**Text**
Segment Open

Abraham’s Children

Studies in Paul’s Letter to the Galatians


by Bob Burridge ©2017

Lesson 7: Galatians 3:6-9 (video)

Abraham’s Children

Being part of a loving and caring family is a great blessing. It’s good when parents raise their children responsibly with love and caring discipline. It’s good when brothers and sisters look after one another, even though they might not always agree on everything. It’s important for families to stand by one another in tough times, to create great memories together in the good times, and to encourage one another to put God’s ways above their own ways at all times.

In our imperfect and fallen world, not everybody has a family like that. Homes are sometimes not places of refuge from a troubled world. No home is perfect. Those who live there are sinners, even those saved by God’s grace.

Some families are able to know their backgrounds. They have stories passed down about where they came from, and about their parent’s past. Probably, if we knew everything, everybody has ancestors they’d rather not tell others about. If we researched enough, all our families probably have some very honorable ancestors.

Segment Closed

**Data listing**
Segment Open

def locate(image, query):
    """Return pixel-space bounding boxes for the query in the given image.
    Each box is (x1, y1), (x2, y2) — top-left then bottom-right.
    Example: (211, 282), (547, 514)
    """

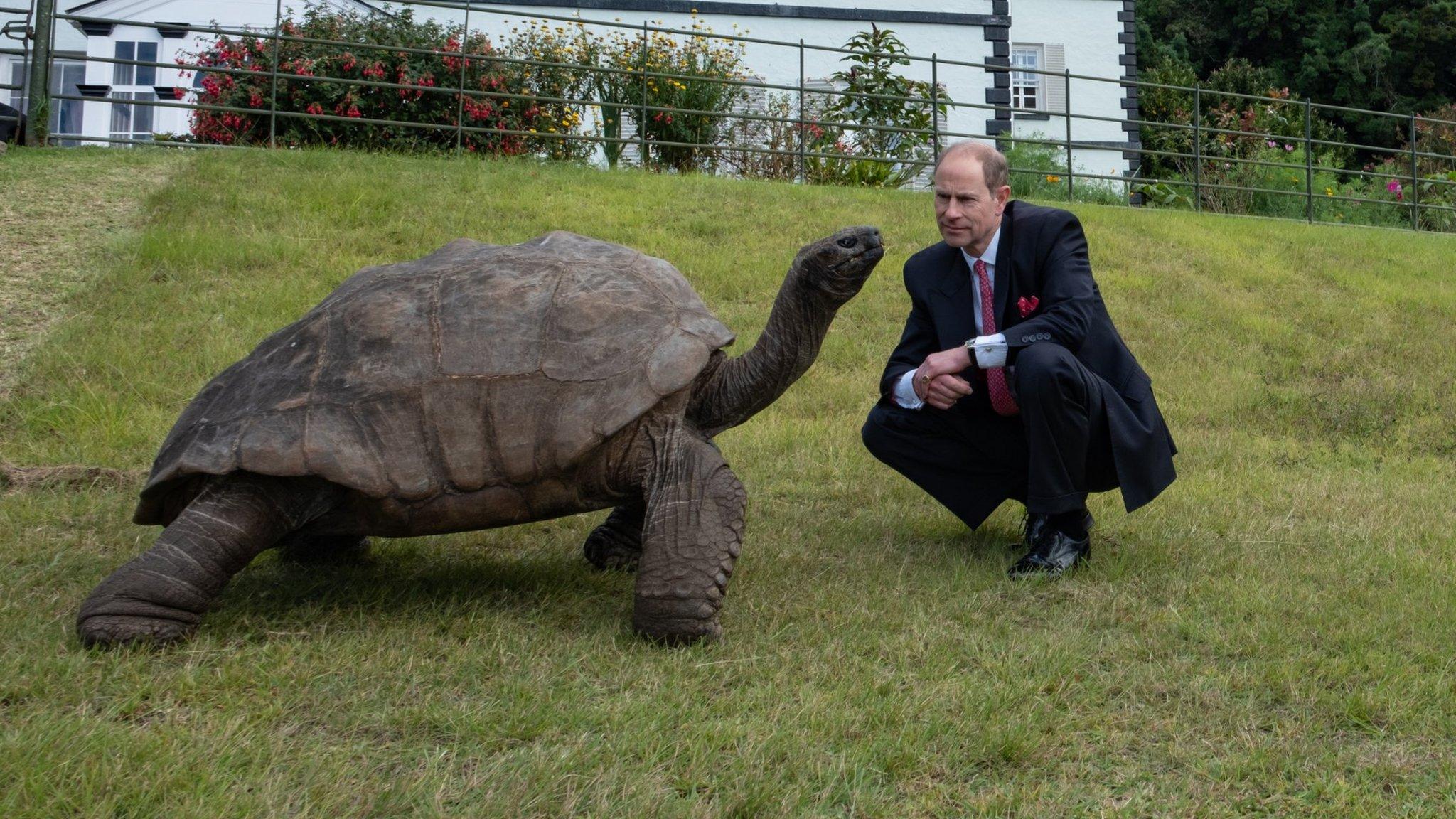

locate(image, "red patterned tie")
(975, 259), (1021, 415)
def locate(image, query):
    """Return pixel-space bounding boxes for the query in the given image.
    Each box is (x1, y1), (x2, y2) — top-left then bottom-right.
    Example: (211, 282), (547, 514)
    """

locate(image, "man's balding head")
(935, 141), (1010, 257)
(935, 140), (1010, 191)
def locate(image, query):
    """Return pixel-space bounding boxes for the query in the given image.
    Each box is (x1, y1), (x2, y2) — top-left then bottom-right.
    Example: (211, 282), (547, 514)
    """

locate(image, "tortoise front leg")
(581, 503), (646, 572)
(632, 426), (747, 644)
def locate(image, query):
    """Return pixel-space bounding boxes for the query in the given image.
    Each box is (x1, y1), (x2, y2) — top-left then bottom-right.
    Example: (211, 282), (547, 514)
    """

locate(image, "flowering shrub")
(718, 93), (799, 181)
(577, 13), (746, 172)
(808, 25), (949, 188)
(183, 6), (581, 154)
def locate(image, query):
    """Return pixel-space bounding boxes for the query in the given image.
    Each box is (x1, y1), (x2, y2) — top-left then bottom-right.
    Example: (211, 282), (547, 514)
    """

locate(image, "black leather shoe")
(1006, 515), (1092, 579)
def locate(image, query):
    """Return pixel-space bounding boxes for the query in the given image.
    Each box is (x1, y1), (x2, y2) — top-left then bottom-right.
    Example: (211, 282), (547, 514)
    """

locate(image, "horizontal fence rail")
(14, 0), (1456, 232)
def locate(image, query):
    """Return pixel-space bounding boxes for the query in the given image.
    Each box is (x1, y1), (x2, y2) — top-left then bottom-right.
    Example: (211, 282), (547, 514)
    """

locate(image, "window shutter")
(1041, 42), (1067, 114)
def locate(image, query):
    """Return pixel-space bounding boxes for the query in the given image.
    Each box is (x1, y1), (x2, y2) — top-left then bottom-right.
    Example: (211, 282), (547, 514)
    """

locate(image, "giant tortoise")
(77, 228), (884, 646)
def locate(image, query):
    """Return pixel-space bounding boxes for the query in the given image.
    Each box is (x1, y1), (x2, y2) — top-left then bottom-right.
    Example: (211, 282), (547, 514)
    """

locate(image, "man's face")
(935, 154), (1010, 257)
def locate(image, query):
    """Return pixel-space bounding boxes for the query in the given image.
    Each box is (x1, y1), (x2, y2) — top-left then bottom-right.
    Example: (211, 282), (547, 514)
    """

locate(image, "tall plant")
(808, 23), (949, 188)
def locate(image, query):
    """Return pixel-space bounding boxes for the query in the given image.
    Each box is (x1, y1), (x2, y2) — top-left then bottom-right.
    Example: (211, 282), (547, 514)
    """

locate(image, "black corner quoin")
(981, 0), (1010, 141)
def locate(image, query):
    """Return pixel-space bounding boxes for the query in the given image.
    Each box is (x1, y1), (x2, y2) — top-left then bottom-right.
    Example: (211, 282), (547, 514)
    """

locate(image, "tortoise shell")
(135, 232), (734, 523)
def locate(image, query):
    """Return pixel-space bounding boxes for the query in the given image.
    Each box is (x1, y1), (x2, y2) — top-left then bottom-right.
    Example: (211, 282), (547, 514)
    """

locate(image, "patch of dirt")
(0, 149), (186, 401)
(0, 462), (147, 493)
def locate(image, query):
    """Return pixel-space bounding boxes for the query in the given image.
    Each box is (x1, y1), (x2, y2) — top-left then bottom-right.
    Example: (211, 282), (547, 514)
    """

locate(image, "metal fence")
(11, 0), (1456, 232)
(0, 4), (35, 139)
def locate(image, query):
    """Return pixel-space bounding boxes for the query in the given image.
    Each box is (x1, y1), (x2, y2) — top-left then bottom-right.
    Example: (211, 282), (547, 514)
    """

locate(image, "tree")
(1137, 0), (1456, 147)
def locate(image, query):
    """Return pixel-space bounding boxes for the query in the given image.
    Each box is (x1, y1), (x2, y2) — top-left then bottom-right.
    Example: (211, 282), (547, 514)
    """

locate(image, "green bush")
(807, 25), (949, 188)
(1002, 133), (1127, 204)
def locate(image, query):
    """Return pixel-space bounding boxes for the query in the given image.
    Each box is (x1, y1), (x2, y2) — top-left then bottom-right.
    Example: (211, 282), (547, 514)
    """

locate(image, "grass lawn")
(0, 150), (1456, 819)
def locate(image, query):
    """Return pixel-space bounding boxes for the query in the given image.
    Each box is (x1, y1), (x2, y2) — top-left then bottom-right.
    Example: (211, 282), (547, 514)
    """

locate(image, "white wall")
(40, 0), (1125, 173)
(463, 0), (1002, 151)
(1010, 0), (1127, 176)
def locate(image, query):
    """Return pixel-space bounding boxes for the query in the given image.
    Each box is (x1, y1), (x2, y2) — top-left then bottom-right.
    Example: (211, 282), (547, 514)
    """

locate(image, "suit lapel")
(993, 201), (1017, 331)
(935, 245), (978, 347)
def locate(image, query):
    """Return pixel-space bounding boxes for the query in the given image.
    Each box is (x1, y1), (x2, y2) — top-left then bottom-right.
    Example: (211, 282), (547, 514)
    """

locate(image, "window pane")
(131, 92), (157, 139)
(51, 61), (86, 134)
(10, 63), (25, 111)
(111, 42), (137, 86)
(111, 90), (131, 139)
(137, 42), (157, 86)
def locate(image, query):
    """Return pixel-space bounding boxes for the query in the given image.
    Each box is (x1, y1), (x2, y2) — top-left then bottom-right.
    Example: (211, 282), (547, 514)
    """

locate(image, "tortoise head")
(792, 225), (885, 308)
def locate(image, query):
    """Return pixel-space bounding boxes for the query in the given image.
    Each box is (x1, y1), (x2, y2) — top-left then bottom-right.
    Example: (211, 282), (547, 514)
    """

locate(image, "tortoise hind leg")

Segment Closed

**What you need to do**
A – Answer these questions using the lesson:
(i) Which passage of Galatians does Lesson 7 cover?
(ii) What does the lesson say no home is?
(iii) According to the lesson, what do some families have passed down?
B – Write out the stretch of the lesson from "Studies in Paul’s" through "by God’s grace.", word for word.
The data is separate material and is not part of the lesson.

**Exercise results**
A –
(i) Galatians 3:6-9
(ii) Perfect
(iii) Stories about where they came from and about their parents' past

B –
Studies in Paul’s Letter to the Galatians


by Bob Burridge ©2017

Lesson 7: Galatians 3:6-9 (video)

Abraham’s Children

Being part of a loving and caring family is a great blessing. It’s good when parents raise their children responsibly with love and caring discipline. It’s good when brothers and sisters look after one another, even though they might not always agree on everything. It’s important for families to stand by one another in tough times, to create great memories together in the good times, and to encourage one another to put God’s ways above their own ways at all times.

In our imperfect and fallen world, not everybody has a family like that. Homes are sometimes not places of refuge from a troubled world. No home is perfect. Those who live there are sinners, even those saved by God’s grace.